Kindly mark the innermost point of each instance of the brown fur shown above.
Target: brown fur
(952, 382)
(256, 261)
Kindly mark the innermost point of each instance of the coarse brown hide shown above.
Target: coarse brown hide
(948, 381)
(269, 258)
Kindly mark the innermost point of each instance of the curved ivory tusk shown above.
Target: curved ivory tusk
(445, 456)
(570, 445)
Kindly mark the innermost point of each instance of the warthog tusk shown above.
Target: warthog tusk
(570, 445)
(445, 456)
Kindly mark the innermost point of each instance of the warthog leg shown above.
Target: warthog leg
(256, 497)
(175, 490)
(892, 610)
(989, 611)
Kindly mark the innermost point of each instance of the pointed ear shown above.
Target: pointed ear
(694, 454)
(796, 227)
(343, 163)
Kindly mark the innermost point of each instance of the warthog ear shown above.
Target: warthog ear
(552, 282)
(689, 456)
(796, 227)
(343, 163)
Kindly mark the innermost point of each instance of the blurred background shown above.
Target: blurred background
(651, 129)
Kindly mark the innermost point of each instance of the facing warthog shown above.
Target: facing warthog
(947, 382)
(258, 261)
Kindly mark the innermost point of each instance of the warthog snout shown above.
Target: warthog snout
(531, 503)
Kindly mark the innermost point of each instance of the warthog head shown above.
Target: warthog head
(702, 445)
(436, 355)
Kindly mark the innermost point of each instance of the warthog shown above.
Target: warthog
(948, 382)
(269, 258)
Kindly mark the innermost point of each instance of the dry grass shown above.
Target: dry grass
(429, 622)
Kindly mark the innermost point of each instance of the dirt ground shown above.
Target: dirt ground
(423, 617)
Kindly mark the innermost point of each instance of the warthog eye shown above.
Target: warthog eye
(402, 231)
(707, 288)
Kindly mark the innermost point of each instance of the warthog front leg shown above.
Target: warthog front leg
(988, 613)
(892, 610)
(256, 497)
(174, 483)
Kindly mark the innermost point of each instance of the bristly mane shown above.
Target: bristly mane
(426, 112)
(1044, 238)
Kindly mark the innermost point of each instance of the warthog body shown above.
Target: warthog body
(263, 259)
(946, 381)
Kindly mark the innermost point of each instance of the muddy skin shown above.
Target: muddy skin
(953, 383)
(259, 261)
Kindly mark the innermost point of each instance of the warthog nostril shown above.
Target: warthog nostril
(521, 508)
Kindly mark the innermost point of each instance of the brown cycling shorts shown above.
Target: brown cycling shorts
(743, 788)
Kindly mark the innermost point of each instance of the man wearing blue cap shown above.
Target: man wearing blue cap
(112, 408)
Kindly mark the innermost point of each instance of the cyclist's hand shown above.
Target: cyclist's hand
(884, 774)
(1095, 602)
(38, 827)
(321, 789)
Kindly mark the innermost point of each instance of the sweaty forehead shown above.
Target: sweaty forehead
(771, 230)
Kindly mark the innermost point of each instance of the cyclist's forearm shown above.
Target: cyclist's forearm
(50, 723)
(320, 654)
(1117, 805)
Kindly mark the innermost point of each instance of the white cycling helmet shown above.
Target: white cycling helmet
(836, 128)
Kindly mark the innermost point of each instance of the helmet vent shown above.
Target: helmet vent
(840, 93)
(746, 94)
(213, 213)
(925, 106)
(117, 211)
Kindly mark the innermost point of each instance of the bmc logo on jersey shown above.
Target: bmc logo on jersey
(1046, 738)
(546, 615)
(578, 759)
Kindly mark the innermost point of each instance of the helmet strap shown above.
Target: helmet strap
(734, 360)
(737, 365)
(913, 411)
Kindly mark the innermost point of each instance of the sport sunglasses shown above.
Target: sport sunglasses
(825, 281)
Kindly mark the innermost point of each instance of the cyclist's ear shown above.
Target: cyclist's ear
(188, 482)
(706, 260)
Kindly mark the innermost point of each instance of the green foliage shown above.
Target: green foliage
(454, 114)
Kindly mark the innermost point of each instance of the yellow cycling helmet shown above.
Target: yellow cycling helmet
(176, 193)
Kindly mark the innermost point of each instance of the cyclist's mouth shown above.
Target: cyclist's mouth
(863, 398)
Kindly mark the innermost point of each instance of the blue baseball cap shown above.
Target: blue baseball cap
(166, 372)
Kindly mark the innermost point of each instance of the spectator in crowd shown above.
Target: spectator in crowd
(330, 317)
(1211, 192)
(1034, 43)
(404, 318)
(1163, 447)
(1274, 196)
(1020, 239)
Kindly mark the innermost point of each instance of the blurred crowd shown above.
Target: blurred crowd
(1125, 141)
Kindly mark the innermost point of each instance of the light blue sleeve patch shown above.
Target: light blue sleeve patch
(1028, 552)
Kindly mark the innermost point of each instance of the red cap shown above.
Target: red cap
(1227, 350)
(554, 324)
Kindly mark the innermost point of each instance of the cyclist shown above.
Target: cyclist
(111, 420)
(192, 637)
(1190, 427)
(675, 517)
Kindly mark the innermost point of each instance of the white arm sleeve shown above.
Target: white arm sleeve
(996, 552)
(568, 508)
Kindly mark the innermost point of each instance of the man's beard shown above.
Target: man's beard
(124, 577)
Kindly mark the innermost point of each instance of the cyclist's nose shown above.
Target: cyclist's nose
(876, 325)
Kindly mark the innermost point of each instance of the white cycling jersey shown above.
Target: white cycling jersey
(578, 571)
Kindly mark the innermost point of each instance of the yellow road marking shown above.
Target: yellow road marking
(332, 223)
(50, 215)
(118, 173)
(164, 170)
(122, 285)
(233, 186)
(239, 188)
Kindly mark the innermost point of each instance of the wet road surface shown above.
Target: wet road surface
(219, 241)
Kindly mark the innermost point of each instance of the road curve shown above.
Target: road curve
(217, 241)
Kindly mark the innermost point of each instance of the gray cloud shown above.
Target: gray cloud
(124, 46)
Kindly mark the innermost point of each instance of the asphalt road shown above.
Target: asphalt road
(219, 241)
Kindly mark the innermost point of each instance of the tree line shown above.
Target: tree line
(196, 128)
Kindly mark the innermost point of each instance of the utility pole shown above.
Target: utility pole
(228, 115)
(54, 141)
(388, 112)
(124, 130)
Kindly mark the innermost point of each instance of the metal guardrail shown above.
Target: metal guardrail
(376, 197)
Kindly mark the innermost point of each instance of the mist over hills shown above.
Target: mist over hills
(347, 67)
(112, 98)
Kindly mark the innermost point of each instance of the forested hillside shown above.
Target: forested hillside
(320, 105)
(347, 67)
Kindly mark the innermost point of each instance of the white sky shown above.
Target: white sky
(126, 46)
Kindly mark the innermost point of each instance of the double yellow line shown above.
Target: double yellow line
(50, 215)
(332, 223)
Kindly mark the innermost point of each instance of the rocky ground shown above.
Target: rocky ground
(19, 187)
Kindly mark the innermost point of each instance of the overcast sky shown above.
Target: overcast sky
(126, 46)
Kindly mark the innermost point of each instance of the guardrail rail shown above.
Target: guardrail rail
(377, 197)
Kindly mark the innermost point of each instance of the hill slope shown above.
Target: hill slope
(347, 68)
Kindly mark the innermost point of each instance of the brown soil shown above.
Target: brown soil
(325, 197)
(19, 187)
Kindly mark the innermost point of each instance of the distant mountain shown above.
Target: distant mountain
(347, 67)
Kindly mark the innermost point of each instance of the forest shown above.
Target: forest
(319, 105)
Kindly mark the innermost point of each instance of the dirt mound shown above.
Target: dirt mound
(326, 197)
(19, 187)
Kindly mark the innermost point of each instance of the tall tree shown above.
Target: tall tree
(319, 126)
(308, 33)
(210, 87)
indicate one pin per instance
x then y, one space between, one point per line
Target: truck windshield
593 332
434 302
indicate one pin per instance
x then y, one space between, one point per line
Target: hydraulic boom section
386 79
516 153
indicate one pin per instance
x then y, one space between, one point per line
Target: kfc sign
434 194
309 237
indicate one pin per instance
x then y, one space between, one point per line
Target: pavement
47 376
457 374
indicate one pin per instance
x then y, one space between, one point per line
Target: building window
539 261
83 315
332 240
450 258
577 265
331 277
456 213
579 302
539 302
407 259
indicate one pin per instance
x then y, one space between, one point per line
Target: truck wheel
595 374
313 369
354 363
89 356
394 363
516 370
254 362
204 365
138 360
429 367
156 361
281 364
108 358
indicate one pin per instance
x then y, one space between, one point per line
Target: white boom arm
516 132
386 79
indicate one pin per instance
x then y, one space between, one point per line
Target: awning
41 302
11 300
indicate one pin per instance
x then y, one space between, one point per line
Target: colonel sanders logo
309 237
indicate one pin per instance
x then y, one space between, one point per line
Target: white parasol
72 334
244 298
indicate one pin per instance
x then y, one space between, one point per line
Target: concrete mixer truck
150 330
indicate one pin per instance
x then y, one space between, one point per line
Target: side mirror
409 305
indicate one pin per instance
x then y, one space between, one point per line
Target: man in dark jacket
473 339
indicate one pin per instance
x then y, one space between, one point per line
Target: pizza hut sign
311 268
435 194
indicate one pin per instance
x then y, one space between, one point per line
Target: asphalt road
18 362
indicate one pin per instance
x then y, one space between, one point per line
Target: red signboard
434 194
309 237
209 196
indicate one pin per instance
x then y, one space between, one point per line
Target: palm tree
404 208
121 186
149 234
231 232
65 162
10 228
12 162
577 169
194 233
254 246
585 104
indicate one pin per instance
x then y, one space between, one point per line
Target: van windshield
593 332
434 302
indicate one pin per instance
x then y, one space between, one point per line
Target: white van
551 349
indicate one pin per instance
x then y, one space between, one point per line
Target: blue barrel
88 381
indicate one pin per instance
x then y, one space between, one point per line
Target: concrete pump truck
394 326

YOUR INSTRUCTIONS - Which lines in the data above contain the word "foliage"? Identify each one and copy it in full.

FINAL RESULT -
Kindly mark the innermost point of each instance of the green foliage shown above.
Target: green foliage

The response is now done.